> [THINGS TO DO]:
(a) Name every hospital mentioned in the excerpt about St. Peter's below.
(b) In the excerpt about St. Peter's hospital below, repeat the passage from "deal with those" to "malpractice insurance rates." word for word.
(c) Pick up the article about St. Peter's hospital below after its final sentence and keep writing.

> [TEXT EXCERPT]:
***

Nurses, technicians, and orderlies need to make more money to afford

New Jersey’s housing, tax, and insurance costs, but doctors need to

deal with those expenses and also make enough to cover their

malpractice insurance premiums.

"Malpractice is a huge crisis, especially in New Jersey," says Slonim.

The insurance is a direct drain on her hospital’s resources, and also

affects its ability to keep some of its biggest specialties staffed.

Obstetrics is an important specialty for St. Peter’s and is one of the

areas hardest hit by malpractice insurance rates.

Slonim is also focusing on the new issues of technology – which she

sees as both a blessing and a burden. "It’s crucial to maintain

cutting edge technology," she says, pointing to her hospital’s

electronic documentation system, which goes live in May, as an


The documentation system will replace pen and paper as the main method

of recording and transmitting all kinds of patient data. "It’s

important from a safety point of view," says Slonim. "There will not

be a whole lot of interpretation." In other words, a nurse or

pharmacist will no longer have to guess at what doctors, with their

famously erratic penmanship, have written. The downside is that the

price tag for this one system alone is $42 million.

Money is an issue for St. Peter’s. As a city hospital, St. Peter’s

cares for a number of charity patients. "It’s part of our mission,"

says Slonim, and her hospital doesn’t shrink from it. Yet it does have

to come up with services that do pay.

Slonim has had success in generating revenue through physician

partnerships. St. Peter’s ambulatory surgical program is an example of

how this works. It is a for-profit center in which the hospital

provides the space, and the doctors provide the services. Profits are

split 50/50. "This kind of joint venture helps us," says Slonim.

There could well be more such partnerships in the hospital’s future,

and Slonim shows interest in another money maker, the

hospital-affiliated fitness and wellness center. Both Princeton and

Robert Wood Johnson Hamilton hospitals have turned to these souped-up

gyms for revenue. She says that St. Peter’s does not yet have a

fitness and wellness center in the works, but that it is looking at

the phenomenon.

***

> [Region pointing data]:
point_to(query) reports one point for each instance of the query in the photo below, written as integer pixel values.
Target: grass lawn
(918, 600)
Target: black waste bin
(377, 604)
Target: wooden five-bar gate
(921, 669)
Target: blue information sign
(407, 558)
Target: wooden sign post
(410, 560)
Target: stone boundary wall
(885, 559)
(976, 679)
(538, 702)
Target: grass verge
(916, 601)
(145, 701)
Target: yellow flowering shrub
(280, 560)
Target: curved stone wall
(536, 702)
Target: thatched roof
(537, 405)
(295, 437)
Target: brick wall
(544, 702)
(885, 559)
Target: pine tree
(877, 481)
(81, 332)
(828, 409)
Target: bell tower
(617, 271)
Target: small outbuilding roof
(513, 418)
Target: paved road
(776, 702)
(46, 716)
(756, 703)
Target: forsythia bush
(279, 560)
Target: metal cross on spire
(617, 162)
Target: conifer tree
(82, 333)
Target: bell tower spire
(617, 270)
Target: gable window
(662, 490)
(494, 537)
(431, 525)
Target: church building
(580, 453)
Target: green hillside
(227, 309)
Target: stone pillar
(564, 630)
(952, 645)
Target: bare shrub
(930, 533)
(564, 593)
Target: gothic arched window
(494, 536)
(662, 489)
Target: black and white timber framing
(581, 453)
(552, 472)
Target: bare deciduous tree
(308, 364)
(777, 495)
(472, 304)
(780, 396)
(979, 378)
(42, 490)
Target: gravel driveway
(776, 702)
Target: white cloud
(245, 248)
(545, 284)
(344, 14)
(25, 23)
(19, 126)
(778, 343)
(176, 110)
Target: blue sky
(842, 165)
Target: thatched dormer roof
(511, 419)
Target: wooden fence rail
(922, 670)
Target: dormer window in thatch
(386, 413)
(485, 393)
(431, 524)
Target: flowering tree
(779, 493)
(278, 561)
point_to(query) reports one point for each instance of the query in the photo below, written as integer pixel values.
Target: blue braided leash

***

> [RESPONSE LIST]:
(a) St. Peter's, Princeton, Robert Wood Johnson Hamilton

(b)
deal with those expenses and also make enough to cover their

malpractice insurance premiums.

"Malpractice is a huge crisis, especially in New Jersey," says Slonim.

The insurance is a direct drain on her hospital’s resources, and also

affects its ability to keep some of its biggest specialties staffed.

Obstetrics is an important specialty for St. Peter’s and is one of the

areas hardest hit by malpractice insurance rates.

(c)
What Slonim’s hospital does have is a new strategic plan due to be

unveiled soon. It has occupied much of Slonim’s time for months. She

says that she spends about 70 hours a week at the hospital when major

initiatives like this plan are in the works. She commutes from

Middletown, where she lives with her husband, Robert, a musician who

"plays all of the woodwinds, but especially the sax," and who also

teaches music to junior high school students. She uses her commute to

unwind, but it easily adds an hour to her day – and sometimes as much

as two-and-a-half-hours. Her leisure time, what there is of it, is

spent on their power boat.

She remains connected to work via laptop and cell phone during weekend

boating outings, and says that her position makes it hard for her to

get away for much more than a long weekend.

On the job, Slonim says that she spends a lot of time with city

officials and with politicians at other levels of government. "A

hospital may appear to be a fortress," she explains, "but it’s not.

It’s part of the community, and needs community support." She also

devotes a part of her day to talking with patients and "being visible

to the staff." The rest of the day, which begins with a one-on-one

talk with her COO, is "meetings, meetings, and more meetings."

Slonim knows that she has to develop and inspire confidence in a

complex vision if she is keep her hospital healthy. She needs to

adhere to its traditional mission as a teaching hospital and regional

care center, while at the same time moving it into new, profitable

niches. As she well knows, that is what leaders do.